> [Task]: Having read the material, return every line of it exactly.

#####

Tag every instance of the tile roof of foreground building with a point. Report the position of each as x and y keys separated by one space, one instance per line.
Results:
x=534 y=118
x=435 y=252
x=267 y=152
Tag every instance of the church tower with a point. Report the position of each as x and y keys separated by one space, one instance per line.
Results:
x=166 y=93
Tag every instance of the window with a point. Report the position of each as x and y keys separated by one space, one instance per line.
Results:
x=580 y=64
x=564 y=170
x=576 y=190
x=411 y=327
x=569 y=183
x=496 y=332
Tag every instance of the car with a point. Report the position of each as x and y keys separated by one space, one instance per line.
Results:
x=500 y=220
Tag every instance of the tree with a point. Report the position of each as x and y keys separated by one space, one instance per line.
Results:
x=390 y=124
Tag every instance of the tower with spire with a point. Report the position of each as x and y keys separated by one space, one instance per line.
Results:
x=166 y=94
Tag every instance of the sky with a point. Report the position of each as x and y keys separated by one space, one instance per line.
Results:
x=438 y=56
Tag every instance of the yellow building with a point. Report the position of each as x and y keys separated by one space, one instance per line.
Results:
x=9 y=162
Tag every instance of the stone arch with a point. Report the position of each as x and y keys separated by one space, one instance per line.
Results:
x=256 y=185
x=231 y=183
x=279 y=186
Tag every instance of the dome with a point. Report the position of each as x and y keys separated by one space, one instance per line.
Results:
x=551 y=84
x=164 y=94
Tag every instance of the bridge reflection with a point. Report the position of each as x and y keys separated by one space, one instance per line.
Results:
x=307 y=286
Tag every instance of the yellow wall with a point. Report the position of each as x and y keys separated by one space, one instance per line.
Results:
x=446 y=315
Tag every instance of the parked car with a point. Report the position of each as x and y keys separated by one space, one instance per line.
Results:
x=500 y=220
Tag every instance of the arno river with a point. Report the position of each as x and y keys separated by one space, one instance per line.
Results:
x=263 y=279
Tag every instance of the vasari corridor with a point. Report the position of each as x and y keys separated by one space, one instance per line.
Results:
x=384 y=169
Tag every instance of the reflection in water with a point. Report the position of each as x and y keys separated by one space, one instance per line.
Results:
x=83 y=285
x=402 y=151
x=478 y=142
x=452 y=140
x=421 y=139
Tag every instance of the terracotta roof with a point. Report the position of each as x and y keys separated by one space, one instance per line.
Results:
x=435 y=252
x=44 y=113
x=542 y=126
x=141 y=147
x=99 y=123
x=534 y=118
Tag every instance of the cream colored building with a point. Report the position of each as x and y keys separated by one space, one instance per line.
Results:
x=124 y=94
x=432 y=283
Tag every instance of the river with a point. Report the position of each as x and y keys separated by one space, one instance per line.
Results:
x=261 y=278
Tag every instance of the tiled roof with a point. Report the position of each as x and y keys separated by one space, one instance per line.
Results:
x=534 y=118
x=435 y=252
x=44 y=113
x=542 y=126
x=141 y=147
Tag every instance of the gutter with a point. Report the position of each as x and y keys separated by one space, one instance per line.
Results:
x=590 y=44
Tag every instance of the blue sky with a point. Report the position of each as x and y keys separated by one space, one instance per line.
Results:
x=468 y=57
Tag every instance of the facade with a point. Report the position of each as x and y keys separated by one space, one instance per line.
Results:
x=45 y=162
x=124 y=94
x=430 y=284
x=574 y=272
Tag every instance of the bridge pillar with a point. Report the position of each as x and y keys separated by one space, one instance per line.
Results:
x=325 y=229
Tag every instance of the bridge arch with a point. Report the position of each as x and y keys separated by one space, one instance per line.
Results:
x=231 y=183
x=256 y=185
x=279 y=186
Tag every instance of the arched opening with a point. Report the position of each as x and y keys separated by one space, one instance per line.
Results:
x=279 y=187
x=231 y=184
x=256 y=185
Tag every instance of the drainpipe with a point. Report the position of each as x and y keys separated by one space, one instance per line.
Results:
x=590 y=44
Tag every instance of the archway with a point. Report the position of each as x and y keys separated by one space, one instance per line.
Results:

#####

> [Solution for this problem]:
Tag every instance of the tile roof of foreground building with a point. Report the position of each as x and y keys separated by one space, one instance per line.
Results:
x=534 y=118
x=435 y=252
x=267 y=152
Tag every instance of the church tower with a point. Report the position of each as x and y keys separated by one space, one instance per line.
Results:
x=166 y=93
Tag every instance of the window with a point. Report the position of each as x and y keys separated by one space, one instance per line.
Results:
x=580 y=64
x=564 y=170
x=576 y=190
x=411 y=327
x=569 y=183
x=496 y=332
Tag every instance of the car with a point. Report the position of each as x and y keys separated by one space, one instance per line.
Results:
x=500 y=220
Tag every instance of the tree with a point. Report the position of each as x and y keys separated by one space, one instance per line.
Results:
x=390 y=124
Tag every instance of the tower with spire with a point. Report the position of each as x and y keys separated by one space, one instance per line.
Results:
x=166 y=94
Tag every instance of the sky with a point. Report the position of each as x and y keys separated by one space, one instance per line.
Results:
x=438 y=56
Tag every instance of the yellow building with a point. Report the position of each as x and y keys separated by one space, one instance per line.
Results:
x=9 y=162
Tag every instance of the stone arch with a point. Report the position of each as x and y keys separated by one space, one instance per line.
Results:
x=256 y=185
x=231 y=183
x=279 y=186
Tag every instance of the dome with a point. Report the position of each as x and y keys separated by one space, one instance per line.
Results:
x=551 y=84
x=164 y=94
Tag every instance of the bridge reflection with a point. Report the position of each as x and y keys separated by one space, one instance per line.
Results:
x=307 y=286
Tag every instance of the yellow wall with a point. Report the position of each as x and y keys separated by one space, one instance per line.
Results:
x=446 y=315
Tag every instance of the parked car with a point. Report the position of each as x and y keys separated by one space, one instance per line.
Results:
x=500 y=220
Tag every instance of the arno river with a point. Report the position of each as x and y keys separated by one space, one instance per line.
Results:
x=263 y=279
Tag every instance of the vasari corridor with a point. Report the position of each as x and y keys separated by one space, one instance per line.
Results:
x=384 y=169
Tag every instance of the reflection in water with a point. Report the position of each as x and y keys separated by one space, one instance per line.
Results:
x=83 y=285
x=402 y=151
x=478 y=142
x=452 y=140
x=421 y=139
Tag every instance of the terracotta roof with a point. Report the position of each as x and y keys separated by one space, one instance per line.
Results:
x=435 y=252
x=44 y=113
x=542 y=126
x=141 y=147
x=99 y=123
x=534 y=118
Tag every instance of the cream colored building with a point. Report the position of each as x and y keys separated by one space, one instance per line.
Results:
x=124 y=94
x=432 y=283
Tag every instance of the river with a point. Report the position of each as x and y keys separated by one space, one instance per line.
Results:
x=261 y=278
Tag every instance of the tiled roof with a point. Report the position of each as x and y keys separated by one space, one instance per line.
Results:
x=534 y=118
x=435 y=252
x=44 y=113
x=542 y=126
x=141 y=147
Tag every instance of the gutter with a point. Report the position of each as x and y keys separated by one space, one instance per line.
Results:
x=590 y=44
Tag every instance of the blue sky with a point. Report the position of each as x and y keys separated by one space, one instance per line.
Results:
x=468 y=57
Tag every instance of the facade with a point. Report the position of each as x and y keys separated by one space, one instance per line.
Results:
x=45 y=162
x=124 y=94
x=430 y=284
x=574 y=272
Tag every instance of the bridge pillar with a point. Report the position of each as x and y keys separated by one space, one instance per line.
Results:
x=325 y=229
Tag every instance of the bridge arch with a point. Report the position of each as x and y keys separated by one space, one instance per line.
Results:
x=231 y=183
x=256 y=185
x=279 y=186
Tag every instance of the arched opening with a point. Report the position of each as x and y keys separated by one space, one instance per line.
Results:
x=279 y=187
x=231 y=184
x=256 y=185
Tag every instance of the drainpipe with a point. Report the position of each as x and y keys separated by one space, one instance per line.
Results:
x=590 y=44
Tag every instance of the archway with a point. Report the position of each as x and y keys separated by one space, one instance per line.
Results:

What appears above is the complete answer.